Data supplied →
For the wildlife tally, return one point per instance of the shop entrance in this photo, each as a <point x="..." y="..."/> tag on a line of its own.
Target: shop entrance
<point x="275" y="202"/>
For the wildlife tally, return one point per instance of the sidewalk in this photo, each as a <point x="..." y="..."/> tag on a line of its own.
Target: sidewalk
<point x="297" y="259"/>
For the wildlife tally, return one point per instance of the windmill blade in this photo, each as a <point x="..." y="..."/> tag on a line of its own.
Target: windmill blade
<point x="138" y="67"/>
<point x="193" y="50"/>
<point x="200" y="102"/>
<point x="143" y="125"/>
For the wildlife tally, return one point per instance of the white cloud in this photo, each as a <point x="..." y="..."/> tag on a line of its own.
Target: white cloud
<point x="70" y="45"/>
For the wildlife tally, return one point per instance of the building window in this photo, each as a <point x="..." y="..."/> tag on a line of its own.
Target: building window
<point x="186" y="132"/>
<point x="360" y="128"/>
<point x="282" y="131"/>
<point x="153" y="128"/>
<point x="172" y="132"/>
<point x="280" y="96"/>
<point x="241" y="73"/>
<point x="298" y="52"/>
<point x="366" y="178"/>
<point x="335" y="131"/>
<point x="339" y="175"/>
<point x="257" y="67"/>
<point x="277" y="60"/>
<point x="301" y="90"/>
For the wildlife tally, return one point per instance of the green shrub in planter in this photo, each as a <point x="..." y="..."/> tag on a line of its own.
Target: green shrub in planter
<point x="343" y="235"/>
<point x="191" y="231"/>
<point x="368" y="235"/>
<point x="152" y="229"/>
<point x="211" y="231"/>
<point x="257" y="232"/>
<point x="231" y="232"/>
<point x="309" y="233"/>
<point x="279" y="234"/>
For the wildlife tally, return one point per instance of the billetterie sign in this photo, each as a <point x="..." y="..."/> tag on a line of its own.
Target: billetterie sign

Work instructions →
Scan the records for the string "tally" and report each line where it occurs.

Problem solution →
For the wildlife tally, return one point per instance of the shop entrance in this photo, each as a <point x="..." y="..."/> tag on a line of its own.
For the wildlife tally, return one point per instance of the sidewalk in this photo, each as a <point x="..." y="..."/> tag on a line of its own.
For the wildlife tally, return one point per instance of the windmill blade in this photo, each as a <point x="..." y="..."/> tag on a line of its own.
For the wildlife tally, return one point per instance of the white cloud in this photo, each as a <point x="..." y="..."/> tag on a line of its own.
For the wildlife tally, return one point per instance of the building window in this photo, each as a <point x="..." y="..."/> tag on a line of its own.
For the wildlife tally, return one point per instance of the green shrub in planter in this photo, each as a <point x="..." y="..."/> tag on a line of its own.
For the wildlife tally, return one point per instance of the billetterie sign in this photo, each as a <point x="..." y="..."/> tag on a line of its own.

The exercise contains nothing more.